_Supplied data_.
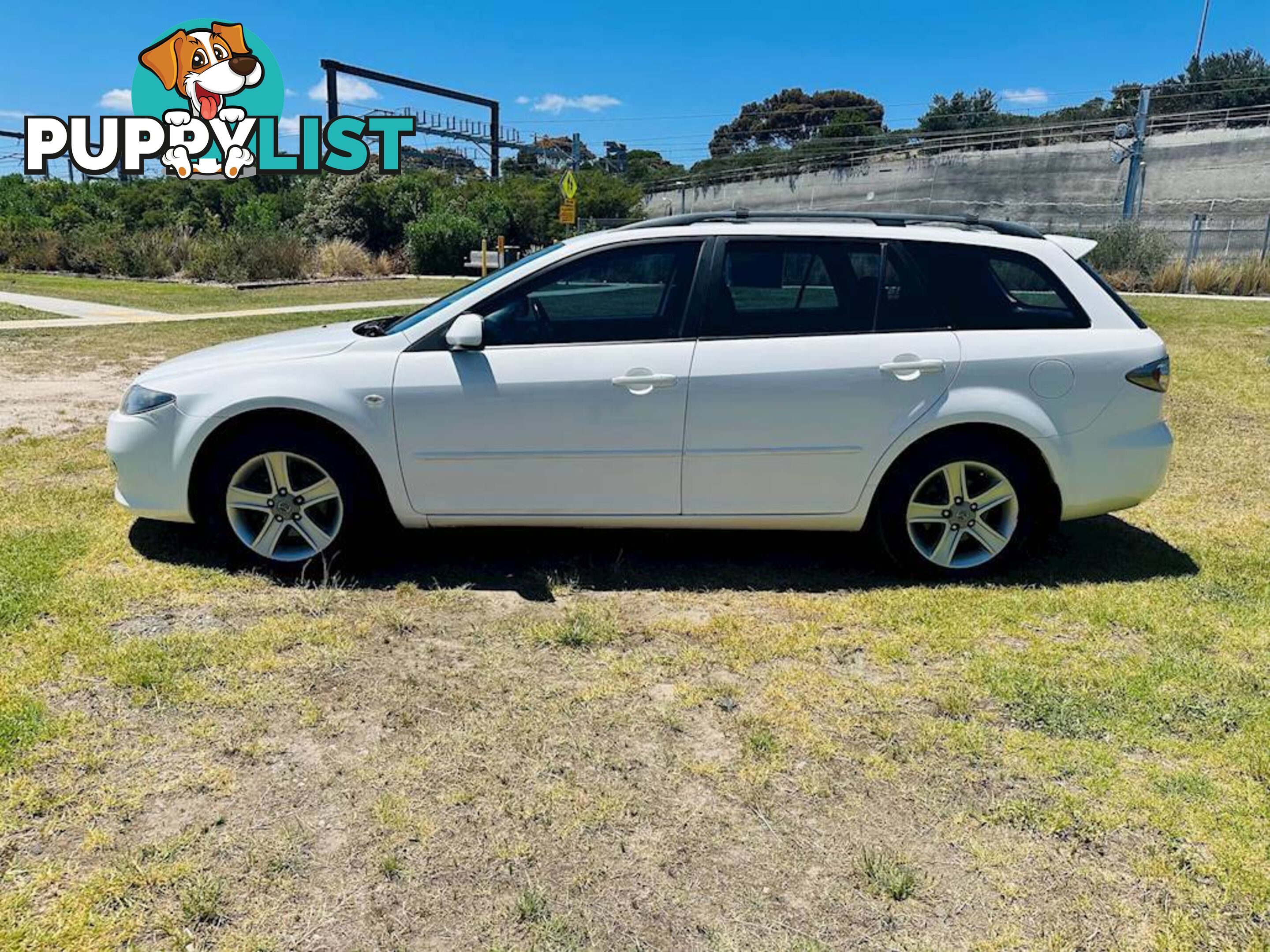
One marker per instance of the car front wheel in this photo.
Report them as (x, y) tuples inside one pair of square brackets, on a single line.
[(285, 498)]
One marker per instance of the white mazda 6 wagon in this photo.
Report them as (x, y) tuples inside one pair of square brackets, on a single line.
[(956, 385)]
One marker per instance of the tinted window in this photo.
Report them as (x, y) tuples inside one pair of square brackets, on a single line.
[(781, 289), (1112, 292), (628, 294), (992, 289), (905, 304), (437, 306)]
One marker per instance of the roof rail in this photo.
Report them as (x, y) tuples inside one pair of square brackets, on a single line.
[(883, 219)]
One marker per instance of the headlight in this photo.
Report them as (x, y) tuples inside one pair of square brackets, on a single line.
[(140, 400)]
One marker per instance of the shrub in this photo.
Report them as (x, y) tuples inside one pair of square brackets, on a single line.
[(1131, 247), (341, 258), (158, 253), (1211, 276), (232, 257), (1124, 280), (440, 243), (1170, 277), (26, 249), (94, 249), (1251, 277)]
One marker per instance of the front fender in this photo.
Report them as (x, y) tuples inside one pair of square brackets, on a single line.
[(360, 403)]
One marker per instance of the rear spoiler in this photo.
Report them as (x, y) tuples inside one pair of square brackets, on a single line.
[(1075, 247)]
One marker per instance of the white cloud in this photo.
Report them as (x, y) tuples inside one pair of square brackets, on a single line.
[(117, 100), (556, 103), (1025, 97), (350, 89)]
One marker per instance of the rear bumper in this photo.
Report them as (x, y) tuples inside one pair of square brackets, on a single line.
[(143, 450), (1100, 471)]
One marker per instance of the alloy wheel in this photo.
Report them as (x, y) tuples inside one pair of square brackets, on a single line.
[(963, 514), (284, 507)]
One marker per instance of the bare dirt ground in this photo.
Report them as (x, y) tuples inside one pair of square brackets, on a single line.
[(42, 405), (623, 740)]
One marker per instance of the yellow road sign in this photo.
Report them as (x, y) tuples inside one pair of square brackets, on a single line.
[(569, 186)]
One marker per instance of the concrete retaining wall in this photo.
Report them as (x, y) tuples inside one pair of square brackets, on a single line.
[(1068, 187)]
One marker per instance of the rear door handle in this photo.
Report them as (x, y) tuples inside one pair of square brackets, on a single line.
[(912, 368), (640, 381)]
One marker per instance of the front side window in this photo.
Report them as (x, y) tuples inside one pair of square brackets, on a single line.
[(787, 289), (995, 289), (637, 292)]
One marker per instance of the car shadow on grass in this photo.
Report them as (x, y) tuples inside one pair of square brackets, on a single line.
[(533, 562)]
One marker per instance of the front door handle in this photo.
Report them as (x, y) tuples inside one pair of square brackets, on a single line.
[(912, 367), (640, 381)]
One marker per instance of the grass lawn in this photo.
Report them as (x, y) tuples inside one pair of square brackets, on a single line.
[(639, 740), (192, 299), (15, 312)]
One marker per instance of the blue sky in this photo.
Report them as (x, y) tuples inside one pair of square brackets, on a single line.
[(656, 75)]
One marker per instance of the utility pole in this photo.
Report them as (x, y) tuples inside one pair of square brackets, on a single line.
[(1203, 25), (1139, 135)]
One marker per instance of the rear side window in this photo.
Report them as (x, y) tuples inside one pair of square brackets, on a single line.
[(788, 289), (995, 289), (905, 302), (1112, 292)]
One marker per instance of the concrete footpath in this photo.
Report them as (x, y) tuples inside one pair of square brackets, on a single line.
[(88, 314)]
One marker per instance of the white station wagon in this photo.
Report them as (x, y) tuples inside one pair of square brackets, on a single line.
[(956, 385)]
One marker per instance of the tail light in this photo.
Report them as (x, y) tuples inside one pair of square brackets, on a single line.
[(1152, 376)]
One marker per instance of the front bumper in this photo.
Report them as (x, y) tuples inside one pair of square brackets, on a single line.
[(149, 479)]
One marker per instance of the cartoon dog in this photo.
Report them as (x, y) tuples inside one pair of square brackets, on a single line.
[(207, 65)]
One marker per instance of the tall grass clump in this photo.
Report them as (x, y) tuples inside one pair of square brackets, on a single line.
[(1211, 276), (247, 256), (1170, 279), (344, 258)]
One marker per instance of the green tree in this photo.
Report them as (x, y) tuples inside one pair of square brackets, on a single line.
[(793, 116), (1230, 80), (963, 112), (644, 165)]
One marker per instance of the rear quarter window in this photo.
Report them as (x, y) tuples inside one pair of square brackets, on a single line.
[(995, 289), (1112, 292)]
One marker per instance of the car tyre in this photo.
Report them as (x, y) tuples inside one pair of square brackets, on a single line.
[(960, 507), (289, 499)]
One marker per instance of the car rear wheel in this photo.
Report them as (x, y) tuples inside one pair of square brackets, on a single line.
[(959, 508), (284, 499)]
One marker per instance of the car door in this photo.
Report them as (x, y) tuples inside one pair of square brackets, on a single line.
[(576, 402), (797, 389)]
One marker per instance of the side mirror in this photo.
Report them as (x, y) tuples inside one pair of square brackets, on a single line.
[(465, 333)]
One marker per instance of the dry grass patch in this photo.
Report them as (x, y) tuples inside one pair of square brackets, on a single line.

_Assignment_. Go through the entries and copy every line with "concrete".

_Output_.
One marker per instance of the concrete retaining wall in this photo.
One marker per instance of the concrete footpath in this photo.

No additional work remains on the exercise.